(Location identification entries)
________________________________________

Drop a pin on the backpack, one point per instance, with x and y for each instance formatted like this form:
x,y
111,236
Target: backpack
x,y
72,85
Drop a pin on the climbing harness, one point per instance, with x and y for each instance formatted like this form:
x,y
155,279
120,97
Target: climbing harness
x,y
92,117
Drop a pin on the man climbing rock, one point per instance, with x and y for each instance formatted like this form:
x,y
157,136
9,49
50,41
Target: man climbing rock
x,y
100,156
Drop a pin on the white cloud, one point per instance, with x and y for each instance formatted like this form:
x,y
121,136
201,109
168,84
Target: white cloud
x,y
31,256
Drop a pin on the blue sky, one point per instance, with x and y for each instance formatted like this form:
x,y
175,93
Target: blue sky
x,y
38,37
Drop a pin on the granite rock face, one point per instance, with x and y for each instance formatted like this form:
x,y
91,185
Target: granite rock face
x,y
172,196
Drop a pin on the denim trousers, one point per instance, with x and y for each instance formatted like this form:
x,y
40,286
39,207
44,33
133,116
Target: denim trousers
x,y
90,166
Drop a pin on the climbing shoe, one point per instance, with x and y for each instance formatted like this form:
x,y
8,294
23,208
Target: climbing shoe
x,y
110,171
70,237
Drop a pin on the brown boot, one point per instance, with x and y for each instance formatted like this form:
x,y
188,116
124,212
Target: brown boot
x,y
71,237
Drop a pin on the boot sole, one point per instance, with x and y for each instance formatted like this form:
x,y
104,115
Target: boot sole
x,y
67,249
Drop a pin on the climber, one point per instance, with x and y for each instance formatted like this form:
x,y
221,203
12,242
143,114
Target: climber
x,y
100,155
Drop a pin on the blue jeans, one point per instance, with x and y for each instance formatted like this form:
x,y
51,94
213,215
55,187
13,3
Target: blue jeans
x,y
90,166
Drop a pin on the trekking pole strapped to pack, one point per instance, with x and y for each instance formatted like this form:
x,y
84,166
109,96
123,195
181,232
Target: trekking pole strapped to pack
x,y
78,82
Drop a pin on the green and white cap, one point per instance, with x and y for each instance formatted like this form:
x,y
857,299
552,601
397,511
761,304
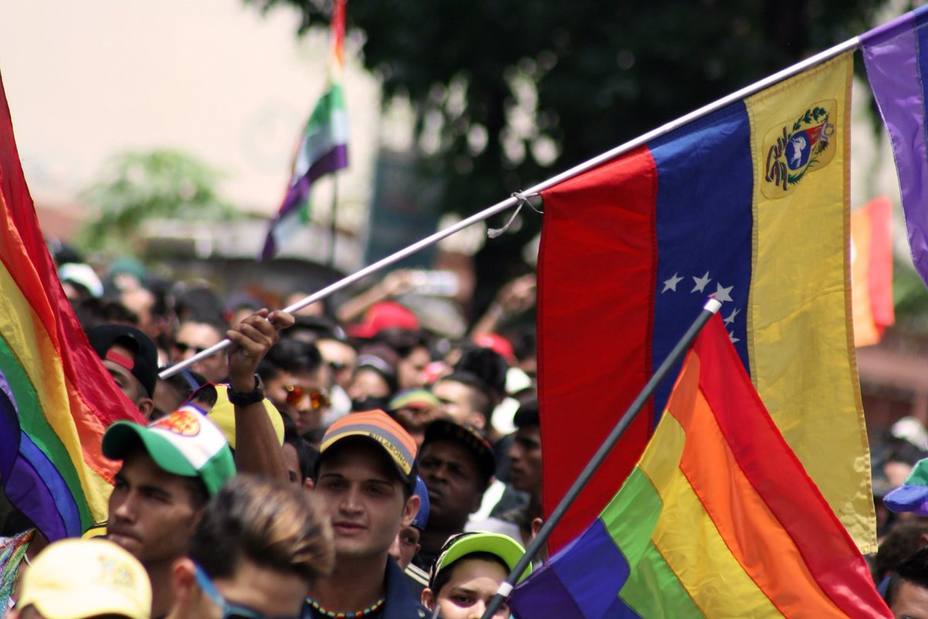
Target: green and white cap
x,y
183,443
459,546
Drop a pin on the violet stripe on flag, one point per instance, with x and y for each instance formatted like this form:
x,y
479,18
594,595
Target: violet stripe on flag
x,y
718,519
323,147
896,57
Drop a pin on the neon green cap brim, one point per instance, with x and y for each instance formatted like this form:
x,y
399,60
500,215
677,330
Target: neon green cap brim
x,y
502,546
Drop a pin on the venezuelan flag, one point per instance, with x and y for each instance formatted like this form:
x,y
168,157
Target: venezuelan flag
x,y
56,399
749,204
718,519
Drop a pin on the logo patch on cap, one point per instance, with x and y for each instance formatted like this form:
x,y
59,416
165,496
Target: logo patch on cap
x,y
183,421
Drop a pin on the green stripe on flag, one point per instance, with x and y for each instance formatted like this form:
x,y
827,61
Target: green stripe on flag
x,y
652,589
33,422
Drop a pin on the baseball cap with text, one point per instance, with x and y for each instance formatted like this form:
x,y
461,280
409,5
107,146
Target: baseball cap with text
x,y
379,427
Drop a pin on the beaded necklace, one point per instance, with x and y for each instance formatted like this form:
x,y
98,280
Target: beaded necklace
x,y
367,612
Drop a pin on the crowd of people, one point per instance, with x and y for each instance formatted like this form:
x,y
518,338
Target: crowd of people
x,y
340,462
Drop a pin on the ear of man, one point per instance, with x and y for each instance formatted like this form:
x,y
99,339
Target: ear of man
x,y
410,509
184,583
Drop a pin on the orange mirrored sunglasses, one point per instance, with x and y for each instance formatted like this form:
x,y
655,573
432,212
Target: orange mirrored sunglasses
x,y
317,398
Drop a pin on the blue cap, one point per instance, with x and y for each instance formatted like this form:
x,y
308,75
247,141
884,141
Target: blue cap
x,y
423,516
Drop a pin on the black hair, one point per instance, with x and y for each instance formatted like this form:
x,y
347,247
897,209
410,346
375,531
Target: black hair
x,y
402,341
443,577
319,328
408,484
199,495
913,570
290,355
527,415
199,304
897,546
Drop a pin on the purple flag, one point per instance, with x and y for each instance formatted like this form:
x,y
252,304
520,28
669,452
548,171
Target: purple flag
x,y
896,57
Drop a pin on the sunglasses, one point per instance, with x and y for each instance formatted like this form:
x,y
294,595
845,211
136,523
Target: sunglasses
x,y
317,399
183,347
230,610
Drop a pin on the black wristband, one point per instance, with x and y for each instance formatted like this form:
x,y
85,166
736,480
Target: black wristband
x,y
246,398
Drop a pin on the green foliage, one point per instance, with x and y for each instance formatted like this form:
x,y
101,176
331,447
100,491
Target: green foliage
x,y
142,186
523,89
910,298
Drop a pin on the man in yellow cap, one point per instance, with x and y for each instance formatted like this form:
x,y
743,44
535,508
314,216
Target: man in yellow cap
x,y
80,579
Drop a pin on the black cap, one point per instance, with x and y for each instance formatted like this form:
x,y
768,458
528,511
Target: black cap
x,y
469,437
144,362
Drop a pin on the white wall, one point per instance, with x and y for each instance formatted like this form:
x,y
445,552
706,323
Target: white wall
x,y
88,79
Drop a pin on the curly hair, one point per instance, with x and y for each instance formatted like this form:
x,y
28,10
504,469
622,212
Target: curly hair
x,y
268,522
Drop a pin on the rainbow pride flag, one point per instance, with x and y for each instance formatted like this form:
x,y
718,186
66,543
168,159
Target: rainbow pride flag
x,y
323,146
749,204
56,398
718,519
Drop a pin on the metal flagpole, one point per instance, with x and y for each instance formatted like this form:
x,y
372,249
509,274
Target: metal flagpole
x,y
518,198
708,311
333,224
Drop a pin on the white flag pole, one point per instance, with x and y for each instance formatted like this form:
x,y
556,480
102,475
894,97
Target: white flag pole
x,y
518,198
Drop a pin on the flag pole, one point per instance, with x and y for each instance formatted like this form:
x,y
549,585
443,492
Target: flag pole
x,y
333,224
519,197
709,310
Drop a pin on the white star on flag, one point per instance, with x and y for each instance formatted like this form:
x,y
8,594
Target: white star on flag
x,y
731,317
721,293
701,282
671,284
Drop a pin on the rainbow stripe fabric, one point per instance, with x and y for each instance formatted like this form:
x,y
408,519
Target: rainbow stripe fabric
x,y
323,147
718,519
749,204
56,399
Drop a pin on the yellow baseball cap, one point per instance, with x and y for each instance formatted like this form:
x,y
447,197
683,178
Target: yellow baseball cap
x,y
79,578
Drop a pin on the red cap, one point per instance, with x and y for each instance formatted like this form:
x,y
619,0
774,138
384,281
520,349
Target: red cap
x,y
498,344
384,315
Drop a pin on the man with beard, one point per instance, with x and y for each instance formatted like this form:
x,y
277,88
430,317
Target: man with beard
x,y
457,465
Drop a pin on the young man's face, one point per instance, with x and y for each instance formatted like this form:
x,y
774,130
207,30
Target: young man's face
x,y
194,336
457,402
151,512
364,499
525,454
270,592
290,393
910,601
455,487
466,595
126,380
341,359
256,589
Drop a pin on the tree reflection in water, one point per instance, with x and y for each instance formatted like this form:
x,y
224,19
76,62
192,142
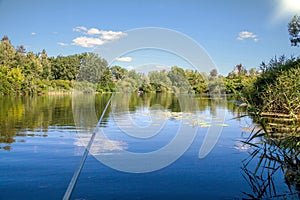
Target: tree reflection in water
x,y
276,153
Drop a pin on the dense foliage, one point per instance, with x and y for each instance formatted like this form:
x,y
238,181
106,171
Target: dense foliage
x,y
277,88
24,73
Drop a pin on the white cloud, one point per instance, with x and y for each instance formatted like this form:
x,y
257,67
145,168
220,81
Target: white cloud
x,y
93,31
112,35
87,41
80,29
162,67
100,37
130,68
63,44
124,59
247,35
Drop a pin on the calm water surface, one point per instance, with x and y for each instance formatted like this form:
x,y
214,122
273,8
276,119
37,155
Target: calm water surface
x,y
41,147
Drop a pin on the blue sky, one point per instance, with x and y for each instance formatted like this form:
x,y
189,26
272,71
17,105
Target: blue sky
x,y
231,31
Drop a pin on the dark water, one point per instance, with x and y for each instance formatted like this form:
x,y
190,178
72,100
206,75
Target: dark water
x,y
42,140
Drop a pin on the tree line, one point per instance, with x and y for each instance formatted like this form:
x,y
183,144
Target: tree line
x,y
23,73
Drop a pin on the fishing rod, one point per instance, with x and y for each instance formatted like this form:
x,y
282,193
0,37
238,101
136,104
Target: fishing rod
x,y
74,179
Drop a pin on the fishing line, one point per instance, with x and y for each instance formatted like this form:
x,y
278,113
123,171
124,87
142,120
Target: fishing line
x,y
74,179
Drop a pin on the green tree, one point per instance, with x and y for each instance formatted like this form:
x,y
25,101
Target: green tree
x,y
7,53
160,81
294,30
213,73
65,67
46,65
92,68
118,72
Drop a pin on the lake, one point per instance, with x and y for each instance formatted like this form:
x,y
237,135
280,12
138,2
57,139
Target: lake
x,y
154,146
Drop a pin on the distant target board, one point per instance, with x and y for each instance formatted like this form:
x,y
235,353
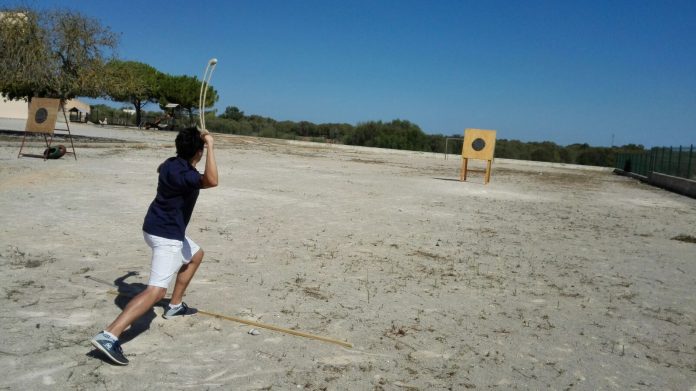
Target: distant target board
x,y
42,115
478,144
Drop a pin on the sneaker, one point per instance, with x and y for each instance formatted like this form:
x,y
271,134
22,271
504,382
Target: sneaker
x,y
184,310
110,347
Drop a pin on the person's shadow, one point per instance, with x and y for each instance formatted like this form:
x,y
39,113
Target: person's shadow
x,y
126,292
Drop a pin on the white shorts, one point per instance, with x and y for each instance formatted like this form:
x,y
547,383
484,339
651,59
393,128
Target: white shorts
x,y
168,255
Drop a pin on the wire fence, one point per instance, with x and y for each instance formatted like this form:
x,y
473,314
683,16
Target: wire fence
x,y
676,161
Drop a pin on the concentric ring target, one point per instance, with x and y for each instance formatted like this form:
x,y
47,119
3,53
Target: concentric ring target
x,y
478,144
41,115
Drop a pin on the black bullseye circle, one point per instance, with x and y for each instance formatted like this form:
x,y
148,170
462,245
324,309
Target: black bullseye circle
x,y
41,115
478,144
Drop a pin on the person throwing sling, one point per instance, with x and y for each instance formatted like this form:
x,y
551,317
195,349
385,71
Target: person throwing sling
x,y
173,253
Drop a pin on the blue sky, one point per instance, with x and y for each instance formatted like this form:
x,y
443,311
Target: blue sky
x,y
562,71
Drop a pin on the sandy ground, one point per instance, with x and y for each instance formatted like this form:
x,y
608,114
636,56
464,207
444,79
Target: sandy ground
x,y
549,277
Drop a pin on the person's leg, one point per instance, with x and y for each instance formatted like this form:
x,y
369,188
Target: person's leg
x,y
138,306
183,278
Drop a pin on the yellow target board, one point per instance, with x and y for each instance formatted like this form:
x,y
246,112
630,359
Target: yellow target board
x,y
42,115
478,144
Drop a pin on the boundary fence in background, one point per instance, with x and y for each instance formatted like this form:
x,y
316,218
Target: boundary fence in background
x,y
675,161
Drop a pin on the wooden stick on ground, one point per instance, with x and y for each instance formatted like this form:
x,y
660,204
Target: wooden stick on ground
x,y
264,326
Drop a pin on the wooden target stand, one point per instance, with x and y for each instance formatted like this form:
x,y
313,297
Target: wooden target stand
x,y
43,113
478,144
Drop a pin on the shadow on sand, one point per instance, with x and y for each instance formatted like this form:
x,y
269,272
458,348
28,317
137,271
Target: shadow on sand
x,y
126,292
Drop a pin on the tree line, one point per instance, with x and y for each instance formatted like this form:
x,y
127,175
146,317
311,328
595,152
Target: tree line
x,y
402,134
64,54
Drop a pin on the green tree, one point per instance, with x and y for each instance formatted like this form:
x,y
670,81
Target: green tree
x,y
232,112
185,91
133,82
58,54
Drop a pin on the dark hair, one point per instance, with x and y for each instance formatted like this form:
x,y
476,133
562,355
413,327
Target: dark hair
x,y
188,142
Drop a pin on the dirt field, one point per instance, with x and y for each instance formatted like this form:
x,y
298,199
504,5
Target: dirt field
x,y
546,278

________________________________________

What the task asks
Output exactly the lines from the one containing "Drop a pin on the sandy" through the last line of the entries, both ends included.

Solved problem
Drop a pin on the sandy ground, one point per instance, with x and y for each instance formatted like this form:
x,y
608,114
636,56
464,207
444,79
Target: sandy ground
x,y
549,277
Drop a pin on the person's leg, one point per instance, with x and y for each instance formatted like this form:
x,y
369,188
Target: person's leg
x,y
138,306
183,278
Drop a pin on the yellow target board, one point per instance, with x and y for each instance formatted like this form:
x,y
246,112
630,359
Target: yellow target board
x,y
42,115
478,144
Drop a pin on the boundary fence in background, one point per instance, with x and y for each instance formatted like this form:
x,y
316,218
Target: boundary fence in background
x,y
675,161
Drop a pin on the wooden stick on ground, one point per instance, with x and y for each instance formatted like this form:
x,y
660,204
Target: wooden stick on ground
x,y
264,326
Drop a pin on the wooden target stand, one point per instance, with x and y for each instance formatted like this form:
x,y
313,297
Target: wooden target stand
x,y
43,113
478,144
Drop a pin on the shadow on sand, one point per instance, with x and y for each instance formatted like this form:
x,y
269,272
458,348
28,317
137,271
Target: shadow on sand
x,y
126,292
Drop a pin on the tree line, one point per instance, with x and y for each instance formatted like this form:
x,y
127,175
146,317
311,328
595,152
Target: tree line
x,y
402,134
64,54
Drop a pin on the green tree, one point per instance, with x and y for each instance formatted like this form:
x,y
670,81
Target: green tree
x,y
232,112
185,91
133,82
58,54
Drop a pin on the dark hair, one point per instance, with x and y for each instance formatted like this form:
x,y
476,133
562,355
413,327
Target: dark hair
x,y
188,142
Drop a pin on the dirt field, one point per instance, with x and y for each instance formatted like this form:
x,y
298,199
504,5
Target: dirt field
x,y
546,278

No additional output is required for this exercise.